## Material for this exercise:

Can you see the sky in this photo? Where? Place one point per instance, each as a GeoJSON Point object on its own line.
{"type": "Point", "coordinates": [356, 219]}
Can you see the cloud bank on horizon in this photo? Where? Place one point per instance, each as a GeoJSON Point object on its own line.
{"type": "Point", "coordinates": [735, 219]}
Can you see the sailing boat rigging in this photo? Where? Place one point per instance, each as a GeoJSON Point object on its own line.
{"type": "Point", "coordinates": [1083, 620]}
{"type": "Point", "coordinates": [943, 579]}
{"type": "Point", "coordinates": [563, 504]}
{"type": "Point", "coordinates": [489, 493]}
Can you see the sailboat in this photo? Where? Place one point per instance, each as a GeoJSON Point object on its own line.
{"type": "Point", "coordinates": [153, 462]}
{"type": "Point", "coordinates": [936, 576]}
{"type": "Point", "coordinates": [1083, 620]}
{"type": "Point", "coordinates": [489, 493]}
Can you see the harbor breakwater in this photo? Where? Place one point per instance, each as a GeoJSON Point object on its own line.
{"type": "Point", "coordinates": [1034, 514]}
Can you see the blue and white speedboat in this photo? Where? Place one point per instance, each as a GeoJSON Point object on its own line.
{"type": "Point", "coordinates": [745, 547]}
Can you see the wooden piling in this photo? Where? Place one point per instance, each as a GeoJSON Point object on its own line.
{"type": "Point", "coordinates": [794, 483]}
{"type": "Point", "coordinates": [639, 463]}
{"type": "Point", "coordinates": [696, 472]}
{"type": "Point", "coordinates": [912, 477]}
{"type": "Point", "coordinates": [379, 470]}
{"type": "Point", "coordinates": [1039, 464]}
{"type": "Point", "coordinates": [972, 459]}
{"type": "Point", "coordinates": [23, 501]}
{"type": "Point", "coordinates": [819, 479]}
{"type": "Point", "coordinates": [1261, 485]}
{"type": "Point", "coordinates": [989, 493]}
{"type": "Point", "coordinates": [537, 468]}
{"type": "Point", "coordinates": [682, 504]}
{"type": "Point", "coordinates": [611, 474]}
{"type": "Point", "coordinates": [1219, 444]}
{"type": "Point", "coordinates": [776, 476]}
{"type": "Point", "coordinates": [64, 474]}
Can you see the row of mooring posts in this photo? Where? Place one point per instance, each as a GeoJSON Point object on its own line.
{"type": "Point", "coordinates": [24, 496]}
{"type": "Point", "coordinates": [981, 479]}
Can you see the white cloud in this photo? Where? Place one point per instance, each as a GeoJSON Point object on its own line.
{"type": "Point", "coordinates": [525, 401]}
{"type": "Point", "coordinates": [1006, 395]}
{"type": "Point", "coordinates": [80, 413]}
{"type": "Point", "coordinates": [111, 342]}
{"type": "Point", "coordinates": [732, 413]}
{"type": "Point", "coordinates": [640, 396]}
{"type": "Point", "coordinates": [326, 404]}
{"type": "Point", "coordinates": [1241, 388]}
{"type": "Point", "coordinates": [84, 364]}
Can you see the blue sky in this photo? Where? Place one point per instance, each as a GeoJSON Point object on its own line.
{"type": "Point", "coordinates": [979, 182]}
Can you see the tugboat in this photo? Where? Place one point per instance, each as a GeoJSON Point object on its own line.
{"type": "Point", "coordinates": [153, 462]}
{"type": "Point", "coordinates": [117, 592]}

## Directions for this task:
Extract all of the rows above and reproduce each one character for character, in the original order and one per line.

## Final answer:
Can you see the sky in this photo? Where? Place one point per instance, each as a GeoJSON Point object on its own line.
{"type": "Point", "coordinates": [356, 219]}
Can you see the cloud bank on horizon in this photo? Where? Place one point per instance, each as a GeoJSON Point object on its own line.
{"type": "Point", "coordinates": [735, 219]}
Can you see the sailing boat rigging in this photo? Where? Place one point per instance, each as a GeoJSON Point object on its own line.
{"type": "Point", "coordinates": [1083, 620]}
{"type": "Point", "coordinates": [943, 579]}
{"type": "Point", "coordinates": [563, 504]}
{"type": "Point", "coordinates": [489, 493]}
Can you see the sailboat in this photo? Where? Place one point per instance, each as a GeoJSON Point object on its own line.
{"type": "Point", "coordinates": [153, 462]}
{"type": "Point", "coordinates": [936, 576]}
{"type": "Point", "coordinates": [1083, 620]}
{"type": "Point", "coordinates": [489, 493]}
Can you see the harbor breakwater in this photo? Where? Place one point per instance, each as a GeoJSON Point object on its own line.
{"type": "Point", "coordinates": [1034, 514]}
Can you see the blue and white speedboat in this photo? Where? Place one point per instance, each as a GeoJSON Point object on its own line.
{"type": "Point", "coordinates": [745, 547]}
Can you see the wooden piling in this photo? Where? Place one point per instance, each as a GeoJSON Point object on its own line.
{"type": "Point", "coordinates": [794, 483]}
{"type": "Point", "coordinates": [639, 463]}
{"type": "Point", "coordinates": [696, 472]}
{"type": "Point", "coordinates": [912, 477]}
{"type": "Point", "coordinates": [379, 470]}
{"type": "Point", "coordinates": [1039, 464]}
{"type": "Point", "coordinates": [972, 459]}
{"type": "Point", "coordinates": [23, 501]}
{"type": "Point", "coordinates": [819, 479]}
{"type": "Point", "coordinates": [1261, 485]}
{"type": "Point", "coordinates": [989, 493]}
{"type": "Point", "coordinates": [537, 468]}
{"type": "Point", "coordinates": [682, 504]}
{"type": "Point", "coordinates": [611, 474]}
{"type": "Point", "coordinates": [1219, 444]}
{"type": "Point", "coordinates": [776, 476]}
{"type": "Point", "coordinates": [64, 474]}
Can you see the row of mooring posts in this photo? Where? Place one point per instance, each as a GeoJSON Point object on its own line.
{"type": "Point", "coordinates": [24, 496]}
{"type": "Point", "coordinates": [981, 479]}
Can you see the white cloud in this photo? Where? Place one point per instance, each as a GeoJSON Point object on its own line.
{"type": "Point", "coordinates": [525, 401]}
{"type": "Point", "coordinates": [1006, 395]}
{"type": "Point", "coordinates": [80, 413]}
{"type": "Point", "coordinates": [111, 342]}
{"type": "Point", "coordinates": [732, 413]}
{"type": "Point", "coordinates": [640, 396]}
{"type": "Point", "coordinates": [326, 404]}
{"type": "Point", "coordinates": [1241, 388]}
{"type": "Point", "coordinates": [84, 364]}
Can you see the blue sky in this photo? Where? Place one point per instance, each as a GeoJSON Point object on its own line.
{"type": "Point", "coordinates": [979, 182]}
Can you see the tugboat in this photo? Where? Place one point per instance, each as a GeoJSON Point object on its own line.
{"type": "Point", "coordinates": [153, 462]}
{"type": "Point", "coordinates": [117, 592]}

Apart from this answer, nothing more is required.